▸ **Source extract**
Olga de Blanck y Martín (11 March 1916 – 28 July 1998) was a Cuban pianist, guitarist and composer. She was born in Havana, the daughter of Hubert de Blanck and Pilar Martín.

Education

In 1924, de Blanck entered the Conservatorio Nacional de Música, which her father founded in 1885, where she studied piano, solfeggio and music theory. After graduating, she continued harmony studies in Havana with noted Cuban composer, violinist and professor of music Amadeo Roldán (1900–1939), and with professor of music and conductor Pedro Sanjuan (1887–1976). She lived in New York City from 1935–1938 and studied fugue and counterpoint there with Brazilian composer Walter Burle Marx (1902–1990). She lived in Mexico from 1943–1944, studying with composer, violinist and music theorist Julián Carrillo (1875–1965) and composer Carlos Jiménez Mabarak (1916–1994).

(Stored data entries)

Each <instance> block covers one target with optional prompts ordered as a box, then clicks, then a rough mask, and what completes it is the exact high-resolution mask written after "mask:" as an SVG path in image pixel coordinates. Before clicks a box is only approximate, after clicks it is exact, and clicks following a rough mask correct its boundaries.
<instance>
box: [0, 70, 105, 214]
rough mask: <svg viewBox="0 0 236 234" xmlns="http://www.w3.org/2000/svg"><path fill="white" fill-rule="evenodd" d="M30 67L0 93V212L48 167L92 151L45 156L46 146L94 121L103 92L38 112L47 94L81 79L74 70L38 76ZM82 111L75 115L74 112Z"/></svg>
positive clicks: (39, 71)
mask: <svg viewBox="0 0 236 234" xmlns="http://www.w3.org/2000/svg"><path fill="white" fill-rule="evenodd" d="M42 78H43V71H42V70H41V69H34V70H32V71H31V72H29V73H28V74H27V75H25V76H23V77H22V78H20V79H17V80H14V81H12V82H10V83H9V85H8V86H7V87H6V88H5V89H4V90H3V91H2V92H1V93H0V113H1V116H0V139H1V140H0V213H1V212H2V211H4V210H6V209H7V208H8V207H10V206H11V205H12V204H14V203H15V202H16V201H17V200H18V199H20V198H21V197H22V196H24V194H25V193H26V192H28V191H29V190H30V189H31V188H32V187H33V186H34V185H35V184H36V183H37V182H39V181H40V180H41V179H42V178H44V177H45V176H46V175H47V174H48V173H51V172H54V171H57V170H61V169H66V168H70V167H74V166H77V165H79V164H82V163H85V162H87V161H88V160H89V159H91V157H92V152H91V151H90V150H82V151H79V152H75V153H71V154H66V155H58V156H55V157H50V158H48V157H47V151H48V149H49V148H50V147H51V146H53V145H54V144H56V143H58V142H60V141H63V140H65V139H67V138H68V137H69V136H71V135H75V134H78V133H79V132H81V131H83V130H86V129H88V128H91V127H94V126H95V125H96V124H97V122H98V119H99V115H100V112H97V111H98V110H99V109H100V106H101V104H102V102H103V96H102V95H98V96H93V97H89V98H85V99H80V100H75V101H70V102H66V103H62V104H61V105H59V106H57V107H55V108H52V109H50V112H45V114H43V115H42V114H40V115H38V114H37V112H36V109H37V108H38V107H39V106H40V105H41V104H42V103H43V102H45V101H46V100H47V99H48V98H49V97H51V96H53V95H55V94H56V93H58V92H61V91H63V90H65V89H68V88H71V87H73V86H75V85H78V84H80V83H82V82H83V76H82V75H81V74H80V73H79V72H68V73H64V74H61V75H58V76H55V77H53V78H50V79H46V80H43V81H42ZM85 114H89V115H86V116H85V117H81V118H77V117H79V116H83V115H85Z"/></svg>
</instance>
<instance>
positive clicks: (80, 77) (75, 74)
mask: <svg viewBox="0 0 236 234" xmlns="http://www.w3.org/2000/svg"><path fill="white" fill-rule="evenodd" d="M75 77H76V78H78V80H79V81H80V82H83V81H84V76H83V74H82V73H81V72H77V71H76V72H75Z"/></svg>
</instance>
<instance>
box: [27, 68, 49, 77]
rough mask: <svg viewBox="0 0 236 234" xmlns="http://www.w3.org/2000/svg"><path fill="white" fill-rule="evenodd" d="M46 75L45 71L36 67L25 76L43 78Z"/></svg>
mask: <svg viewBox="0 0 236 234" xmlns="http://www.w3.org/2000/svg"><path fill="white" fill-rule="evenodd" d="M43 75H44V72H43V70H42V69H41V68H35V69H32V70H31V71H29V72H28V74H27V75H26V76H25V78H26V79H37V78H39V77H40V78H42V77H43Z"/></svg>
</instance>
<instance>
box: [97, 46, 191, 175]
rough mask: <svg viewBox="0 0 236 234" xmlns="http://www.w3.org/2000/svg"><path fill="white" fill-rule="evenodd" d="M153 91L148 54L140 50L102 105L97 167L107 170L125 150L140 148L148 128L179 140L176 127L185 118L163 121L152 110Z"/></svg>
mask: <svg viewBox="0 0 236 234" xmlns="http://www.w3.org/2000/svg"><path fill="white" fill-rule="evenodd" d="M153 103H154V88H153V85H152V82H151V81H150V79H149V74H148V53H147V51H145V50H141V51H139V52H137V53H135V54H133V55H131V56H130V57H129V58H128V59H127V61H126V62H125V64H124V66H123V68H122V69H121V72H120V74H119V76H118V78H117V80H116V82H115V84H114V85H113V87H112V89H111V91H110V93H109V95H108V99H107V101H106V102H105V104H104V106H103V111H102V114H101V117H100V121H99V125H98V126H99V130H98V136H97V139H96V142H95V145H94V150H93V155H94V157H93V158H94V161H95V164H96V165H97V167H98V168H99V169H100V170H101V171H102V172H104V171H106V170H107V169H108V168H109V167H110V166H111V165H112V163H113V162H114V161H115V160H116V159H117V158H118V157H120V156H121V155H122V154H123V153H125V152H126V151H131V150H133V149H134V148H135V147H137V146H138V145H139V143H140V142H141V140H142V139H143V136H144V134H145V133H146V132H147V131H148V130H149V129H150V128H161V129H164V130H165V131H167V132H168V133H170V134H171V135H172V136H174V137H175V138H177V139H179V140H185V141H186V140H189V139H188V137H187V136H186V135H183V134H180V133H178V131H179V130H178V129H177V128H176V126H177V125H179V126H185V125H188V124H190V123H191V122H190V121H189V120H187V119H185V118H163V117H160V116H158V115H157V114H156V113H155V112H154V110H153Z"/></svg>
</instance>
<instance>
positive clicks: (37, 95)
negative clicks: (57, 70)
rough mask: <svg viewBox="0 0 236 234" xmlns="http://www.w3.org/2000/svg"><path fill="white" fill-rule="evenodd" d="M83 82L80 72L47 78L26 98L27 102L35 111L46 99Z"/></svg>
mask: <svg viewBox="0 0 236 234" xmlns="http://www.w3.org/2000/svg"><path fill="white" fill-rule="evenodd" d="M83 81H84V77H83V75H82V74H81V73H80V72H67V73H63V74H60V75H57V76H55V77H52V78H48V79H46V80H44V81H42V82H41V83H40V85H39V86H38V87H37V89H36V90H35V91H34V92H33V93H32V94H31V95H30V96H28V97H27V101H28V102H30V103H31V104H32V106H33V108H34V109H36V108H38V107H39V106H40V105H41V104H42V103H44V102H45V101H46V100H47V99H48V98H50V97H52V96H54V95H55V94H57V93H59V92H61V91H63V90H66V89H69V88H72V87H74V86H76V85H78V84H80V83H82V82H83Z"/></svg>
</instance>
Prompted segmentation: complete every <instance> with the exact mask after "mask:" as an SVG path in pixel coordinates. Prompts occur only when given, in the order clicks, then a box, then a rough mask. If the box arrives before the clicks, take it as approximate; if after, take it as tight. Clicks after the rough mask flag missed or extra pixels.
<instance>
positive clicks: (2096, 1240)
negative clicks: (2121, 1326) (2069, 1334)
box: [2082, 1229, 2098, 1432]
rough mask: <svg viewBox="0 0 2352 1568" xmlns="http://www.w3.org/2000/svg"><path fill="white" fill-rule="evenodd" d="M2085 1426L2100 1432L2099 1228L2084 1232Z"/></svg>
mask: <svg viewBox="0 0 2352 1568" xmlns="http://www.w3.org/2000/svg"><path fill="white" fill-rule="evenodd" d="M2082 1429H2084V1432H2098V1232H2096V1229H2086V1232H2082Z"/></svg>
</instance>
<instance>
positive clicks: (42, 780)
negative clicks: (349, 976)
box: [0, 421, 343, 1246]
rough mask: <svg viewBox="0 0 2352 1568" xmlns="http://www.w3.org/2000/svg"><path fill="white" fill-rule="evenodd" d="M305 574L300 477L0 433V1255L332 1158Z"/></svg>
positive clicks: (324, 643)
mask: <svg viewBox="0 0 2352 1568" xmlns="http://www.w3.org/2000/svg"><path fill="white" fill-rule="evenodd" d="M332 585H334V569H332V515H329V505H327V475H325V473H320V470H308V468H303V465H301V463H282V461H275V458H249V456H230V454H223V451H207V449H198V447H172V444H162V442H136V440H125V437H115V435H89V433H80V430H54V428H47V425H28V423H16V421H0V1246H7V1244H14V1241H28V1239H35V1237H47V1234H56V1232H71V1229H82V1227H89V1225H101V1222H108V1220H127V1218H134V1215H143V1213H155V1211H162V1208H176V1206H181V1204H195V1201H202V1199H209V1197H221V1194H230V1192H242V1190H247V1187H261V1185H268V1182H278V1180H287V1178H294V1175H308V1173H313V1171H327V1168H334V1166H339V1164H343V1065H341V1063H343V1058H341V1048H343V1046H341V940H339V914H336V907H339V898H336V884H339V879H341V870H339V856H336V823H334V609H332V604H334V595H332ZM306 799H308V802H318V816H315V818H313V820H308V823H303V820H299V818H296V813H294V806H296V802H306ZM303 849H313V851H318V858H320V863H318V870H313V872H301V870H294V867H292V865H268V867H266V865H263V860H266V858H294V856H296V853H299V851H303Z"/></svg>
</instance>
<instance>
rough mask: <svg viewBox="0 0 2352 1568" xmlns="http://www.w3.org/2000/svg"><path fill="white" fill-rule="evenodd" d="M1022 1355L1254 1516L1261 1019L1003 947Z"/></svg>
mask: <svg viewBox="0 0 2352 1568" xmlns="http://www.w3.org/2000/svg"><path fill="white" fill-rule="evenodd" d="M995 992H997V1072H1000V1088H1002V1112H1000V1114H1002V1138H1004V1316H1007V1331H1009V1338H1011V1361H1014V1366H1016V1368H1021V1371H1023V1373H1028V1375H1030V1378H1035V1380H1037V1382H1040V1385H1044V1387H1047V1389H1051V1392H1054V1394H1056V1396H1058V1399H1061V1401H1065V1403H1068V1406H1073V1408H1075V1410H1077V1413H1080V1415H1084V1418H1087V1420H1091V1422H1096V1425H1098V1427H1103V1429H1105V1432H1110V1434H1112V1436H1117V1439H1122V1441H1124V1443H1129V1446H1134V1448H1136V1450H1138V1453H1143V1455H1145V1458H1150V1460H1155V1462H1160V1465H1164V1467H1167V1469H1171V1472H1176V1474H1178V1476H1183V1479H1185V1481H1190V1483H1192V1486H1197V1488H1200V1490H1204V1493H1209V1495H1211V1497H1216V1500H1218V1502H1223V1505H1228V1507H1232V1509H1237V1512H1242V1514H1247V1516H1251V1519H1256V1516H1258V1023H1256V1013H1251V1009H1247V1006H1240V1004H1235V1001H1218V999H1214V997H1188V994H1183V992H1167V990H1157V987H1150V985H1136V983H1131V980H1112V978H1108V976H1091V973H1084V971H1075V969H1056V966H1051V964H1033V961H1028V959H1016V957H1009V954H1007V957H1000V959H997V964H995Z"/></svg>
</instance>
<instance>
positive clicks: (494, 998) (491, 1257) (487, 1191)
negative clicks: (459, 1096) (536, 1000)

▸ **Your tasks**
- 1) Decide whether each statement agrees with the biography of Olga de Blanck, answering yes or no and quoting the words of the biography that settle it: (a) She entered the Conservatorio Nacional de Música in 1924. (b) She studied fugue and counterpoint while living in Mexico. (c) She lived in New York City from 1940 to 1944.
- 2) Pick out every row that contains the string "negative", copying each one in full. Case counts.
The text and the rows come from separate, unrelated sources.

▸ **Responses to the tasks**
- 1)
(a) Yes: "In 1924, de Blanck entered the Conservatorio Nacional de Música"
(b) No: "She lived in New York City from 1935–1938 and studied fugue and counterpoint there with Brazilian composer Walter Burle Marx"
(c) No: "She lived in New York City from 1935–1938"

- 2)
negative clicks: (57, 70)
negative clicks: (2121, 1326) (2069, 1334)
negative clicks: (349, 976)
negative clicks: (459, 1096) (536, 1000)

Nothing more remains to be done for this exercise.